### TEXT FOR ANALYSIS
[Start of section]

The Universal Library: Understanding the Akashic Records (Part 3)
On the field that remembers everything — and how to find your way back to it
TLDR: What if there is a single source of knowledge that every human being — scientist, mystic, artist, healer — has been tapping into throughout history without knowing it? Ancient traditions called it the Akashic Records. Modern physics is beginning to find the mathematics for it. This article explores what that source is, and why the connection may already be active in us.
In Nepali, the word Akash means sky.
Not space, not atmosphere — sky. The place where the heavens are. The place where, if you grew up in a Hindu household in Kathmandu like I did, god lives and quietly manages everything happening down below. As a child this seemed perfectly reasonable to me. God is up there, the sky knows everything, and my job was mostly just to not mess things up too badly.
I accepted this the way I accepted most things — outwardly without question, while internally filing it under “things I will need to figure out later.”

[End of section]

### THE DATA
[Start of section]

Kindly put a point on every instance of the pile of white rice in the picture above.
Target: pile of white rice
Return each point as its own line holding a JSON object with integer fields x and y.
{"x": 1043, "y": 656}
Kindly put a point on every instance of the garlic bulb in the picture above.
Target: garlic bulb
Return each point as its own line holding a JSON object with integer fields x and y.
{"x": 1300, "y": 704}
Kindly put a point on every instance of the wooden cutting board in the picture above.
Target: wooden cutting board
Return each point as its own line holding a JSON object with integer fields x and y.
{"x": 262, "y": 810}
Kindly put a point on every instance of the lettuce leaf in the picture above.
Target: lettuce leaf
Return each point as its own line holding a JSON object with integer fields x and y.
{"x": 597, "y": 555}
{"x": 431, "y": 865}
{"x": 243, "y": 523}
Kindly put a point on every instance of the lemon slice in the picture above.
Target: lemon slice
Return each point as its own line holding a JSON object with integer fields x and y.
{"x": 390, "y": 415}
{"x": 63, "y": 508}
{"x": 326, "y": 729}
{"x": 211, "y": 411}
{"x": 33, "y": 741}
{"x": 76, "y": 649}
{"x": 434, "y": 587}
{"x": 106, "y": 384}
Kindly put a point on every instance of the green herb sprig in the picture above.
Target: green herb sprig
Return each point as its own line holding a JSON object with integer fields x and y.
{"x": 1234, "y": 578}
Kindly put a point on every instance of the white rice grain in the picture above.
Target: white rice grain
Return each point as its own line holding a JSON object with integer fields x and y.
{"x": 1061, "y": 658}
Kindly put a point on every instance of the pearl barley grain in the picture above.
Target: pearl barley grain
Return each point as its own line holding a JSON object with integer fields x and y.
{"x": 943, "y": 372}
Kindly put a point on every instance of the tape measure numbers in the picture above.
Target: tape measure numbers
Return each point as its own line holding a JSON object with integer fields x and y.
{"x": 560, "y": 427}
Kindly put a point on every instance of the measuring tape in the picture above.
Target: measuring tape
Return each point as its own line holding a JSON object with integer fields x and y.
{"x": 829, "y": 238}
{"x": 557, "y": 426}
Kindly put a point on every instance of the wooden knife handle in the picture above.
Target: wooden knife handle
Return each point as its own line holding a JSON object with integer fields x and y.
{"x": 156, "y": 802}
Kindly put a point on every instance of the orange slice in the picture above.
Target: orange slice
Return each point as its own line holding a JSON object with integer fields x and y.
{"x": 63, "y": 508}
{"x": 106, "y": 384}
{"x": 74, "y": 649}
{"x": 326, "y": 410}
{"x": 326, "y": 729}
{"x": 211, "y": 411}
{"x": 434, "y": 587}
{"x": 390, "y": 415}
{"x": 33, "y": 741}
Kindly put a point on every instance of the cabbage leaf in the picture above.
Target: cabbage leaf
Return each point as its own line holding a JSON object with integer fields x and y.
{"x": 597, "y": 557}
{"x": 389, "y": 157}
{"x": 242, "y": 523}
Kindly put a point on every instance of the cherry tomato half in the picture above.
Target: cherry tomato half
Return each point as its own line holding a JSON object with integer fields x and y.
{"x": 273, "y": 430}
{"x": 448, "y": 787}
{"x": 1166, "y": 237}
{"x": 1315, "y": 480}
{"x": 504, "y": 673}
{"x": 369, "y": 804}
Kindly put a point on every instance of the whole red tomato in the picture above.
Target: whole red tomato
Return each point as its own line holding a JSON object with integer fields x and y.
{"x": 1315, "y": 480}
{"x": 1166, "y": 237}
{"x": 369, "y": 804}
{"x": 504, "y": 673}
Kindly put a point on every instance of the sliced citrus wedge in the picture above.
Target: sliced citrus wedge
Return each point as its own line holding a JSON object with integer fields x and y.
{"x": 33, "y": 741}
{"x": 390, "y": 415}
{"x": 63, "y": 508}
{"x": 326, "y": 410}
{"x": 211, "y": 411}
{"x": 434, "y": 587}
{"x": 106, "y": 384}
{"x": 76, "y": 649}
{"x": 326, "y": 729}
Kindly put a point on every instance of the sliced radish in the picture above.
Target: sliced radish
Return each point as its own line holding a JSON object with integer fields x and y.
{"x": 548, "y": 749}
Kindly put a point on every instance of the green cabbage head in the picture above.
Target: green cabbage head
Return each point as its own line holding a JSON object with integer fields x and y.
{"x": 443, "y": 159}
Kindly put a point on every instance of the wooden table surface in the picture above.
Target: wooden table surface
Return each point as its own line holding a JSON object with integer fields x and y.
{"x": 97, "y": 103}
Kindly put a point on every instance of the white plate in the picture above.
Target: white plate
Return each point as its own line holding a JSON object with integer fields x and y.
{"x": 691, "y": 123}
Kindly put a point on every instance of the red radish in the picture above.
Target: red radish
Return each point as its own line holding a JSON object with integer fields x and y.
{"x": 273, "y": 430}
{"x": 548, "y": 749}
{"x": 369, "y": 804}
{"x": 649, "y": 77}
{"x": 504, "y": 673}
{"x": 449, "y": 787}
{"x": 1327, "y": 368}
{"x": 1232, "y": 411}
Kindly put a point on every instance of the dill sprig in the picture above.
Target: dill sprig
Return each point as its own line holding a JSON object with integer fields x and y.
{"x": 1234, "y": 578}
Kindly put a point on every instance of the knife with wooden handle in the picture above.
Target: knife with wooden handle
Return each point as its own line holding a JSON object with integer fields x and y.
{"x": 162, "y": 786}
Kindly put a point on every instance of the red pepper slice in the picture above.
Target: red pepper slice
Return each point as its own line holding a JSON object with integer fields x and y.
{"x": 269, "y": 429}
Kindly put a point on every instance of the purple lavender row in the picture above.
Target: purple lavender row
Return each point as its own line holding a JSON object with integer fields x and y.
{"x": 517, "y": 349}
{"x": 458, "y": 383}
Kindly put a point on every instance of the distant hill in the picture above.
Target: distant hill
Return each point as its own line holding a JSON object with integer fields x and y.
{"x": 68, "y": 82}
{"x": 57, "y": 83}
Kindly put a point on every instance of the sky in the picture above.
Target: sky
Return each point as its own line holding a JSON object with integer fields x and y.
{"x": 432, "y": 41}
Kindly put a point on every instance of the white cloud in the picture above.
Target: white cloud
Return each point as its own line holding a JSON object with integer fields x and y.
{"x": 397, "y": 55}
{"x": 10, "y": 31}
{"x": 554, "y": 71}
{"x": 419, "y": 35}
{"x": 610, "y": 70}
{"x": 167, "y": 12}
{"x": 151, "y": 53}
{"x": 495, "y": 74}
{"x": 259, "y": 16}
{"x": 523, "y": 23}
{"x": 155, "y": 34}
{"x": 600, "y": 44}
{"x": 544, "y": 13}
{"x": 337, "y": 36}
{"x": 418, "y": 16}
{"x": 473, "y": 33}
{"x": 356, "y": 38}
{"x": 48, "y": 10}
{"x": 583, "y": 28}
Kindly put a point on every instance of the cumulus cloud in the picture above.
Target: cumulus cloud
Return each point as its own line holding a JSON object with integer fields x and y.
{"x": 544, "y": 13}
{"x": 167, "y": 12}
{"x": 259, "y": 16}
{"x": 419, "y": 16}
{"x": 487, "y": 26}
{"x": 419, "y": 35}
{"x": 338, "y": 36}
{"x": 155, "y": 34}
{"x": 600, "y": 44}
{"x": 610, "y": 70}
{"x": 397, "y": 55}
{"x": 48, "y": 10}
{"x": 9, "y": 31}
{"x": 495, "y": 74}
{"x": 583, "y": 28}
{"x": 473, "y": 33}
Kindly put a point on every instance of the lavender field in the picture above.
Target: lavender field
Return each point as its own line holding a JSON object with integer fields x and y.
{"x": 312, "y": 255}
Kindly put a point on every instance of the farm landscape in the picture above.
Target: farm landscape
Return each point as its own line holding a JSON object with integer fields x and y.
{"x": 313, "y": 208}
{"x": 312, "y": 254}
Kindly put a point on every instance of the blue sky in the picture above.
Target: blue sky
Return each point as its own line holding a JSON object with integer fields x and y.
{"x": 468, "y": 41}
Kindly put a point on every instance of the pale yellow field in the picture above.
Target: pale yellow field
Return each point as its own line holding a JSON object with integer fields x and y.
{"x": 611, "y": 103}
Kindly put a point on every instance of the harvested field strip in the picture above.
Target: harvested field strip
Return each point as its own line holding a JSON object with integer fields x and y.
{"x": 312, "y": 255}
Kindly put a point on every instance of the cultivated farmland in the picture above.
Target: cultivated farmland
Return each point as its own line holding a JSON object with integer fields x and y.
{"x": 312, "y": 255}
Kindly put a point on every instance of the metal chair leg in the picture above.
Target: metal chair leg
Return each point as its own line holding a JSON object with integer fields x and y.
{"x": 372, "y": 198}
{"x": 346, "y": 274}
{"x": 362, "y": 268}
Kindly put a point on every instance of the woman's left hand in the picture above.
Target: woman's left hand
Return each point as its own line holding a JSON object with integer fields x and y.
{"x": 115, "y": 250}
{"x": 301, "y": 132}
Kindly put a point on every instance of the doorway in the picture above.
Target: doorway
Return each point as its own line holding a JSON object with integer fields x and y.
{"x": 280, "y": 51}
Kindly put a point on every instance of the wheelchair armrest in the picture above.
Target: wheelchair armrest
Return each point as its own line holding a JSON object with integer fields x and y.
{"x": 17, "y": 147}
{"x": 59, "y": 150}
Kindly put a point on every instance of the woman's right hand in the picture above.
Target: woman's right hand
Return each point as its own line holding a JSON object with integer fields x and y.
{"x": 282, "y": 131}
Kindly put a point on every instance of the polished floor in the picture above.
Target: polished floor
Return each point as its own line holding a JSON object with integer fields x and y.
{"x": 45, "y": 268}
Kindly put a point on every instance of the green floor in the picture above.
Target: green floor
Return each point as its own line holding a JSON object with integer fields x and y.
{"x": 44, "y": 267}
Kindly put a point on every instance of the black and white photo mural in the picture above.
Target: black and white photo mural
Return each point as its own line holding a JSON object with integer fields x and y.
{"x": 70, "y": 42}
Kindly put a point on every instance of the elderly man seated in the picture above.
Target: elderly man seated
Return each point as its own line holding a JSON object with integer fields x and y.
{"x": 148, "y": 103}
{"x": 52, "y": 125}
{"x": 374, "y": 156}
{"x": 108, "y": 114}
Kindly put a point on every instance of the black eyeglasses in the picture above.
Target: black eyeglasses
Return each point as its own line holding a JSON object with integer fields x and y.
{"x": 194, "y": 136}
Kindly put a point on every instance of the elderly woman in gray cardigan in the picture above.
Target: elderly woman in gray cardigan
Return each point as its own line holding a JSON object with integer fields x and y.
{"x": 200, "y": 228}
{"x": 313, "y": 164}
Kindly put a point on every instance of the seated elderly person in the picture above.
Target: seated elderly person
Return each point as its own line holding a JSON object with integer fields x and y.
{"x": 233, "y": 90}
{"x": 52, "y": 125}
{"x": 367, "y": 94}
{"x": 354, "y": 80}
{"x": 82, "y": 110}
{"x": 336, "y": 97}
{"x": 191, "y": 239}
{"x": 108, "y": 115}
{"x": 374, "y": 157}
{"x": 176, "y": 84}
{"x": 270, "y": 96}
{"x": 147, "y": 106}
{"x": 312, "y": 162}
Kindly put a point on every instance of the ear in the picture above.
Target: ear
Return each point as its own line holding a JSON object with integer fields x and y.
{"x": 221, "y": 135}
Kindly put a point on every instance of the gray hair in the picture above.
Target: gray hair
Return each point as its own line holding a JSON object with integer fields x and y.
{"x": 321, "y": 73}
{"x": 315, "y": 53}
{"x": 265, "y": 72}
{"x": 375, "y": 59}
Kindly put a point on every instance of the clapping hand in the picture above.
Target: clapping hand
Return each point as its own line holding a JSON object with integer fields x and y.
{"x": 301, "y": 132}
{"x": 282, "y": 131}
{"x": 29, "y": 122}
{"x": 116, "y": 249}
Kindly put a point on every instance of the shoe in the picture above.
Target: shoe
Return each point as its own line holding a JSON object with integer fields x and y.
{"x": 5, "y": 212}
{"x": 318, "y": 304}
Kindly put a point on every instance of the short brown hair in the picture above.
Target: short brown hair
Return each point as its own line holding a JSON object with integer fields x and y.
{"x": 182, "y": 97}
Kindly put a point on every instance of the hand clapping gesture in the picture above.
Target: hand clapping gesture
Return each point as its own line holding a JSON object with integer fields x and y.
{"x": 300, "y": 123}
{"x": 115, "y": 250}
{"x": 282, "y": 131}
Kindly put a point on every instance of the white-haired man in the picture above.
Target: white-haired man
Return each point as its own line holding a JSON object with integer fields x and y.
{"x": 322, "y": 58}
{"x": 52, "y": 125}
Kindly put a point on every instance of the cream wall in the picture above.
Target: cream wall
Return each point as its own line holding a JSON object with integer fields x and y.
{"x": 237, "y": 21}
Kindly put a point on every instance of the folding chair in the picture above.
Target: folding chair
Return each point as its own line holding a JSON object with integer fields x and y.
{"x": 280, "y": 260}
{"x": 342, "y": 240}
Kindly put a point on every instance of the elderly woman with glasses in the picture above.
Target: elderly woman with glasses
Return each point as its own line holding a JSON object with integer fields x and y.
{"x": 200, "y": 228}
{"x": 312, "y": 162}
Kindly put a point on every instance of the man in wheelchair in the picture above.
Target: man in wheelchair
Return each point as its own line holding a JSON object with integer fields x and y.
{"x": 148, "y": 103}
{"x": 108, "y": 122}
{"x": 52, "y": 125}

[End of section]

### BRIEF 1
In the Universal Library article, what does the Nepali word Akash mean?
### BRIEF 2
List every kind of person that the TLDR of the Universal Library article names as having tapped into a single source of knowledge.

### EXERCISE ANSWER 1
Sky.

### EXERCISE ANSWER 2
Scientist, mystic, artist, healer.